Exercise objective — In the records below, count every line containing "grey". Reply with the number only.

══ Extracted information

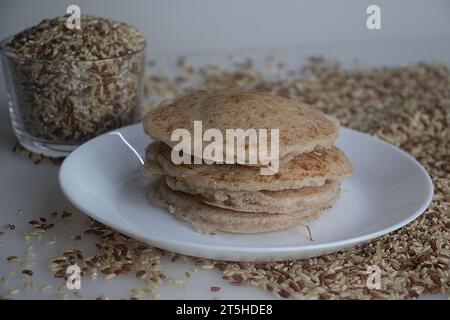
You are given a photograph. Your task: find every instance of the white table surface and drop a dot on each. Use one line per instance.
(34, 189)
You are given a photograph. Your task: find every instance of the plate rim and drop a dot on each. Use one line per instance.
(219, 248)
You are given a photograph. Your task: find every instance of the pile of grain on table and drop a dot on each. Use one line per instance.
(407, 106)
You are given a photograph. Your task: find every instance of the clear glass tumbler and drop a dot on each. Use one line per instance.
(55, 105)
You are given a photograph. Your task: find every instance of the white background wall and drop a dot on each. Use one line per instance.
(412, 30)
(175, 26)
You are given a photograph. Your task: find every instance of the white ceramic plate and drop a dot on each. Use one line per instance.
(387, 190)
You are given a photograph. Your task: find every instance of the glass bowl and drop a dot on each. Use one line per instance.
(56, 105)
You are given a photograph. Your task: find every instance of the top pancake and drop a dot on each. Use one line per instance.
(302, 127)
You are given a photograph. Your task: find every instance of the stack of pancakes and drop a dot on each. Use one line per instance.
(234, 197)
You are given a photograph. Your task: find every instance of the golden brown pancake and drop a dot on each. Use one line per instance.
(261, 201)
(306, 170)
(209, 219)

════
══ Extracted information

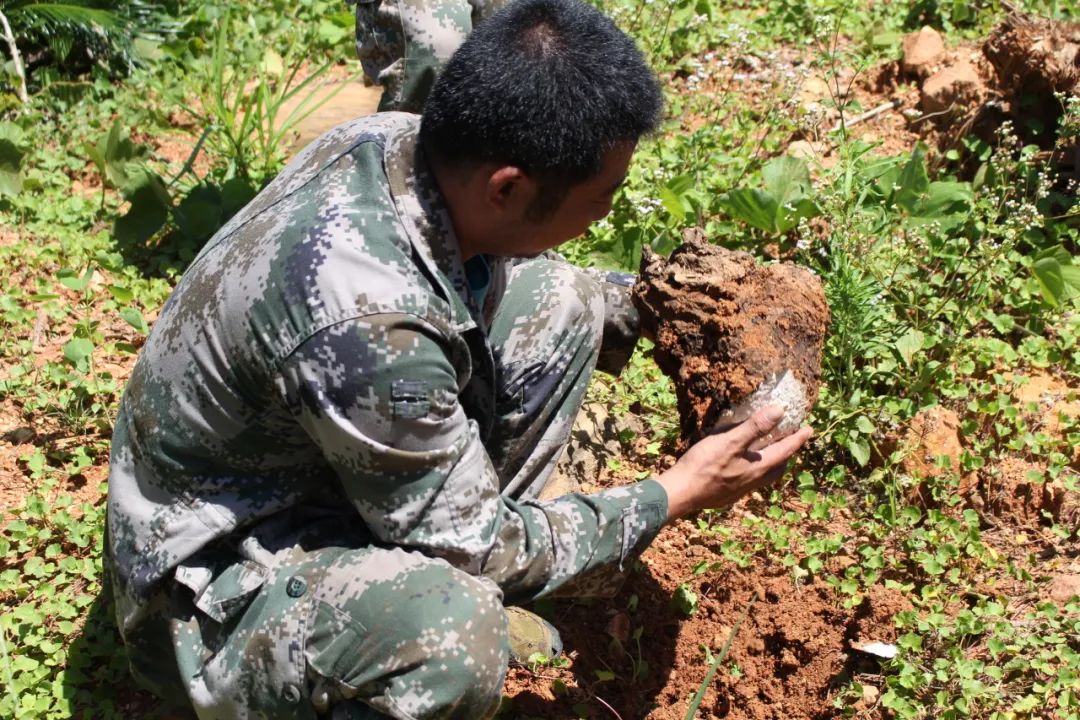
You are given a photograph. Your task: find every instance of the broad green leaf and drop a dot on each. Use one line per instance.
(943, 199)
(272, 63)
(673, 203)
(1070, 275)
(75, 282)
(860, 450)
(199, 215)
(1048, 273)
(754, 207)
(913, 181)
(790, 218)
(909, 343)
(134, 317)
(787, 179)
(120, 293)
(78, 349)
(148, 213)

════
══ Extracted information

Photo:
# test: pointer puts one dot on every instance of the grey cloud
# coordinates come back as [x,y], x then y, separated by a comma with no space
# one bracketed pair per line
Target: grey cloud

════

Your solution — 2